▸ WORK TASK: Any image in the records is to be skipped; everything else should be reproduced exactly.

........

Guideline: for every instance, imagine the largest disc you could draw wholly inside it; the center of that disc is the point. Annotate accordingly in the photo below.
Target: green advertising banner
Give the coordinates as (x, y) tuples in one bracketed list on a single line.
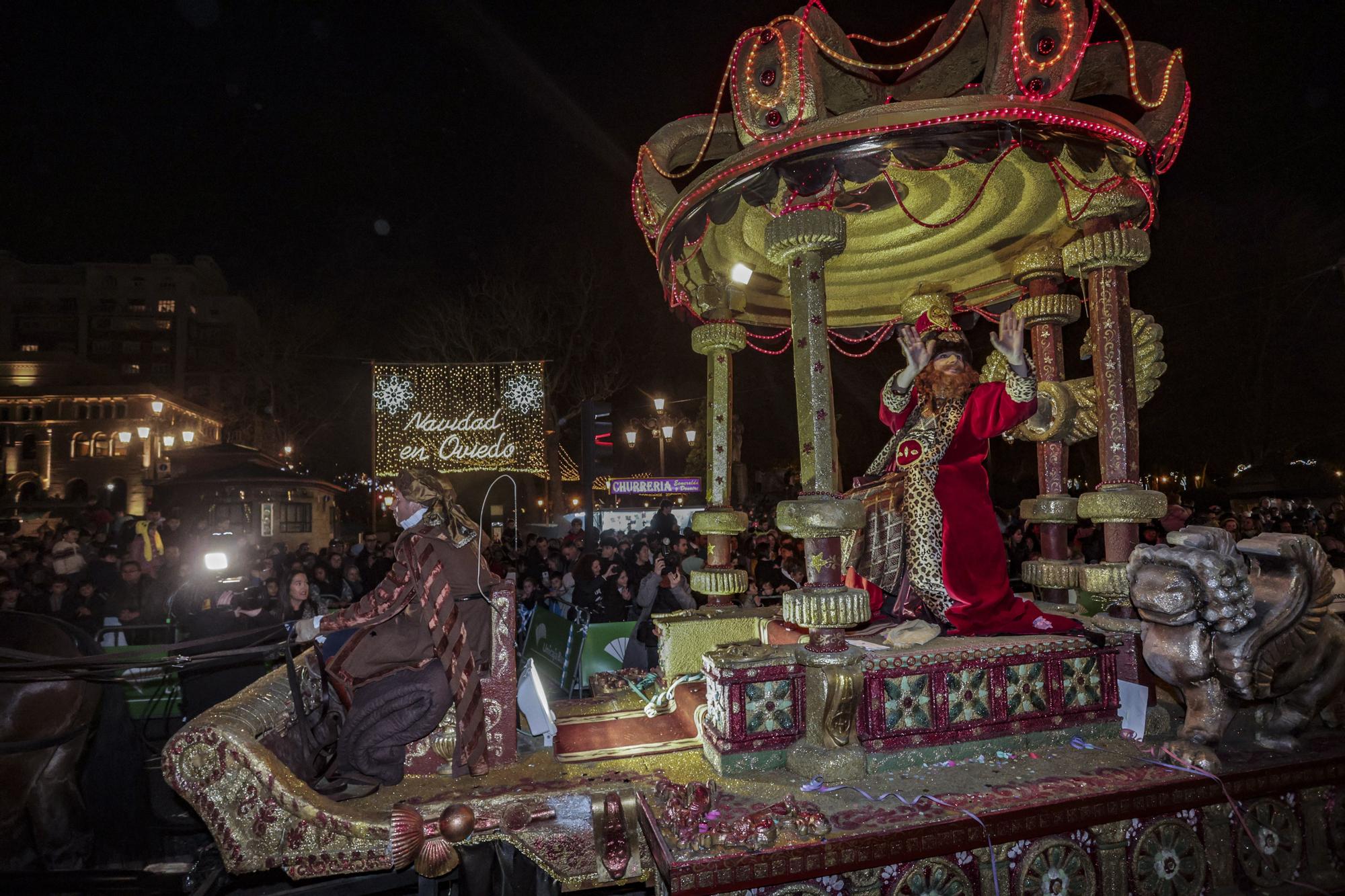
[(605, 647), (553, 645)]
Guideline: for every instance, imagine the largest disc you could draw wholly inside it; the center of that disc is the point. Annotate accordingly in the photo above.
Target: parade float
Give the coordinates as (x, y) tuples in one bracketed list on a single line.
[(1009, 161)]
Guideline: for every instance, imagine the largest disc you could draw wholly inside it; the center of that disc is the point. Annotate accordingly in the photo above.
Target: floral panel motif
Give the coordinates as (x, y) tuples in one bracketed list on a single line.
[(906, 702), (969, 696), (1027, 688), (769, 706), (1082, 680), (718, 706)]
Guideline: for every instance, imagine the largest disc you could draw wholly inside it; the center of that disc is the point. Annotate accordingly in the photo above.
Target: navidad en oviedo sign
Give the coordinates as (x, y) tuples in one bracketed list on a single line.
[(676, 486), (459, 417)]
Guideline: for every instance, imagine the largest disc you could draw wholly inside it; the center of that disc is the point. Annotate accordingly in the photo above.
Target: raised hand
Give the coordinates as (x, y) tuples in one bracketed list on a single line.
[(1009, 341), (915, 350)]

........

▸ RESULT OF THE EXERCISE:
Guideline: for every instance, imagine the largest disc you could draw wholly inside it; the center of that disc is the point. Annotate accordingly in the photo below.
Target: green advertising banner
Give the coordinates as (x, y) tuples in one bracketed list on a single line.
[(605, 647), (553, 645)]
Guideline: for every instance, imagine the largest disc you could draw wholly inside it; the center of that disc is the point. Annotate accordingly in the photo above.
Target: parade float
Give the coordinates as (x, y) tuples in one bracketed list on a single line.
[(1009, 161)]
Guideline: for every instance, imagine the largest disc you could draw wholly inside it; the center of that disc is the point. Annotate accordingly in the photo above.
Target: floral panel motif
Give the coordinates as (x, y) tuples in one bracketed list on a single line.
[(906, 702), (969, 696), (1027, 688), (769, 706), (1082, 680), (718, 706)]
Guideline: for every instance, imagine the largest disc you could draw wholly inside it; the center of that disc is the point. Annotate accordingly in the photo above.
Target: navidad en oviedo sign
Give the coordinates as (x, y) tuples in one bracketed list on a single line.
[(676, 486), (459, 417)]
Guideline: for every instance, imagine the largest disc you could draw wholly inside it; the center of that disc is the point. Annotate accordingly in the photo above.
Target: raised hand
Give the coordinates as (x, y) tuples in one bracketed list on a single line.
[(1009, 341), (915, 350)]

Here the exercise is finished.